━━━ 出典 ━━━

説明

被記録媒体カセット、被記録媒体給送装置、記録装置

【課題】光ディスクをセットしたトレイやボード紙等のプレート状体をガイドするガイド手段を、より省スペースで、且つより低コストに構成する。
【解決手段】用紙カセット100は、下段側トレイ50と、この下段側トレイ50の上部において給送可能位置と退避位置との間をスライド変位可能な上段側トレイ60と、を備えた複数段式の用紙カセットである。用紙カセット100には、媒体搬送経路に向けてプレート状の被搬送媒体を案内するガイド手段としてのガイド部材56が設けられている。これによりガイド部材56を配設する為の専用スペースの確保がプリンター本体内部に不要となり、省スペースでガイド部材56を設けることができる。また、用紙をスタックする排紙スタッカをガイド手段として兼用する構成に比して装置構成の複雑化の程度を小さくすることができ、コストアップの程度を小さくすることができる。

【発明の詳細な説明】
【技術分野】
【0001】
本発明は、装置本体に対し着脱可能な被記録媒体カセットに関する。また本発明は、前記被記録媒体カセットを備えた被記録媒体給送装置、およびこれを備えた、ファクシミリやプリンター等に代表される記録装置に関する。

━━━ 提供された記録 ━━━

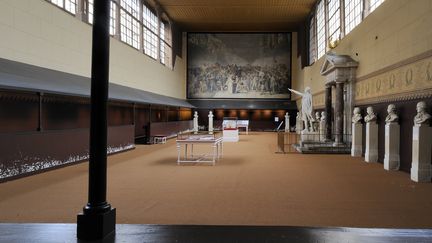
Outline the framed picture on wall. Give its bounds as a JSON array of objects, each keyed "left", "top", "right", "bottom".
[{"left": 187, "top": 32, "right": 291, "bottom": 99}]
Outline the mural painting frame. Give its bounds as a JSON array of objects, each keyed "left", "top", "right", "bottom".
[{"left": 186, "top": 31, "right": 293, "bottom": 101}]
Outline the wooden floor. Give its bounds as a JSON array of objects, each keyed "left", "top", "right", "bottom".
[
  {"left": 0, "top": 224, "right": 432, "bottom": 243},
  {"left": 0, "top": 133, "right": 432, "bottom": 228}
]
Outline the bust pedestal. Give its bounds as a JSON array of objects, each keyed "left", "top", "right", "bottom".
[
  {"left": 351, "top": 123, "right": 363, "bottom": 157},
  {"left": 384, "top": 122, "right": 400, "bottom": 170},
  {"left": 411, "top": 125, "right": 432, "bottom": 182},
  {"left": 365, "top": 122, "right": 378, "bottom": 162}
]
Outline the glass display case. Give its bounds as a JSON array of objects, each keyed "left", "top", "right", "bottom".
[
  {"left": 222, "top": 117, "right": 238, "bottom": 130},
  {"left": 177, "top": 131, "right": 222, "bottom": 141}
]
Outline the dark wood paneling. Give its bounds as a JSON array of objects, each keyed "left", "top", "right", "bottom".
[
  {"left": 108, "top": 103, "right": 134, "bottom": 126},
  {"left": 42, "top": 97, "right": 90, "bottom": 130},
  {"left": 0, "top": 94, "right": 39, "bottom": 133},
  {"left": 359, "top": 99, "right": 432, "bottom": 172},
  {"left": 0, "top": 125, "right": 134, "bottom": 181}
]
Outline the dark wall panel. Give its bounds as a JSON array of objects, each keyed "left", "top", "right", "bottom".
[
  {"left": 0, "top": 94, "right": 39, "bottom": 133},
  {"left": 0, "top": 125, "right": 134, "bottom": 182},
  {"left": 42, "top": 97, "right": 90, "bottom": 130}
]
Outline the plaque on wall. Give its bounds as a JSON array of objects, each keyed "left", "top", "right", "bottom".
[{"left": 187, "top": 32, "right": 291, "bottom": 99}]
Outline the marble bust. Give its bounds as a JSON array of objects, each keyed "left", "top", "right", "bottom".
[
  {"left": 365, "top": 106, "right": 377, "bottom": 122},
  {"left": 386, "top": 104, "right": 399, "bottom": 123},
  {"left": 414, "top": 101, "right": 432, "bottom": 126},
  {"left": 321, "top": 111, "right": 327, "bottom": 121},
  {"left": 352, "top": 107, "right": 363, "bottom": 124}
]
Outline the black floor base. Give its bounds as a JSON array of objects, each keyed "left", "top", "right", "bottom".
[
  {"left": 0, "top": 224, "right": 432, "bottom": 243},
  {"left": 77, "top": 208, "right": 116, "bottom": 240}
]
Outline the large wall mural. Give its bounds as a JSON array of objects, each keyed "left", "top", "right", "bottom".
[{"left": 187, "top": 33, "right": 291, "bottom": 99}]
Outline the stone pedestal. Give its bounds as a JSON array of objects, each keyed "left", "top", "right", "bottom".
[
  {"left": 351, "top": 123, "right": 363, "bottom": 157},
  {"left": 300, "top": 131, "right": 320, "bottom": 142},
  {"left": 365, "top": 122, "right": 378, "bottom": 162},
  {"left": 411, "top": 125, "right": 432, "bottom": 182},
  {"left": 384, "top": 123, "right": 400, "bottom": 170},
  {"left": 319, "top": 120, "right": 326, "bottom": 142}
]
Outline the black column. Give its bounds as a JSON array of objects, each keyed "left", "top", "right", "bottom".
[
  {"left": 325, "top": 85, "right": 332, "bottom": 140},
  {"left": 335, "top": 82, "right": 344, "bottom": 145},
  {"left": 77, "top": 0, "right": 115, "bottom": 240},
  {"left": 37, "top": 92, "right": 43, "bottom": 132}
]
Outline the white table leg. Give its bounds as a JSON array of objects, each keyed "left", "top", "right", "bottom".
[{"left": 177, "top": 143, "right": 181, "bottom": 165}]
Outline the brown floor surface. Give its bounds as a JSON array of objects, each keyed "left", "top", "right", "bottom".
[{"left": 0, "top": 133, "right": 432, "bottom": 228}]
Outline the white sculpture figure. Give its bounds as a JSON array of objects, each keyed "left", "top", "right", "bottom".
[
  {"left": 296, "top": 112, "right": 303, "bottom": 133},
  {"left": 285, "top": 112, "right": 290, "bottom": 132},
  {"left": 318, "top": 111, "right": 327, "bottom": 141},
  {"left": 384, "top": 104, "right": 400, "bottom": 170},
  {"left": 411, "top": 101, "right": 432, "bottom": 182},
  {"left": 365, "top": 106, "right": 377, "bottom": 123},
  {"left": 315, "top": 111, "right": 321, "bottom": 121},
  {"left": 208, "top": 111, "right": 214, "bottom": 134},
  {"left": 351, "top": 107, "right": 363, "bottom": 157},
  {"left": 414, "top": 101, "right": 432, "bottom": 126},
  {"left": 386, "top": 104, "right": 399, "bottom": 123},
  {"left": 351, "top": 107, "right": 363, "bottom": 124},
  {"left": 321, "top": 111, "right": 327, "bottom": 121},
  {"left": 364, "top": 106, "right": 378, "bottom": 162},
  {"left": 288, "top": 87, "right": 315, "bottom": 132},
  {"left": 193, "top": 111, "right": 198, "bottom": 134}
]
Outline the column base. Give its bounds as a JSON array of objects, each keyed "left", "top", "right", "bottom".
[
  {"left": 384, "top": 154, "right": 400, "bottom": 170},
  {"left": 77, "top": 208, "right": 116, "bottom": 240},
  {"left": 365, "top": 151, "right": 378, "bottom": 163},
  {"left": 411, "top": 164, "right": 432, "bottom": 183},
  {"left": 351, "top": 145, "right": 363, "bottom": 157}
]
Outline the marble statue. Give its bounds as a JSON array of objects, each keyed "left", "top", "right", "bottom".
[
  {"left": 315, "top": 111, "right": 321, "bottom": 121},
  {"left": 288, "top": 87, "right": 315, "bottom": 132},
  {"left": 193, "top": 111, "right": 198, "bottom": 133},
  {"left": 321, "top": 111, "right": 327, "bottom": 121},
  {"left": 208, "top": 111, "right": 214, "bottom": 134},
  {"left": 414, "top": 101, "right": 432, "bottom": 126},
  {"left": 285, "top": 112, "right": 290, "bottom": 132},
  {"left": 296, "top": 112, "right": 303, "bottom": 133},
  {"left": 386, "top": 104, "right": 399, "bottom": 123},
  {"left": 351, "top": 107, "right": 363, "bottom": 124},
  {"left": 364, "top": 106, "right": 377, "bottom": 123}
]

━━━

__作業一覧__
a – 出典の「【解決手段】用紙カセット100は」で始まる段落を、主な事実を保ったまま箇条書きで簡潔にまとめてください。
b – 記録のうち、「mural」という文字列を含む行の数を答えてください。答えは数のみとします。

__各作業の回答__
a –
- 用紙カセット100は、下段側トレイ50と上段側トレイ60を備えた複数段式の用紙カセットである。上段側トレイ60は、下段側トレイ50の上部で給送可能位置と退避位置との間をスライド変位できる。
- 用紙カセット100には、プレート状の被搬送媒体を媒体搬送経路へ案内するガイド手段として、ガイド部材56が設けられている。
- この構成により、ガイド部材56のための専用スペースをプリンター本体内部に確保する必要がなくなり、省スペースでガイド部材56を設けられる。
- 用紙をスタックする排紙スタッカをガイド手段として兼用する構成に比べ、装置構成の複雑化とコストアップの程度を小さくできる。

b – 2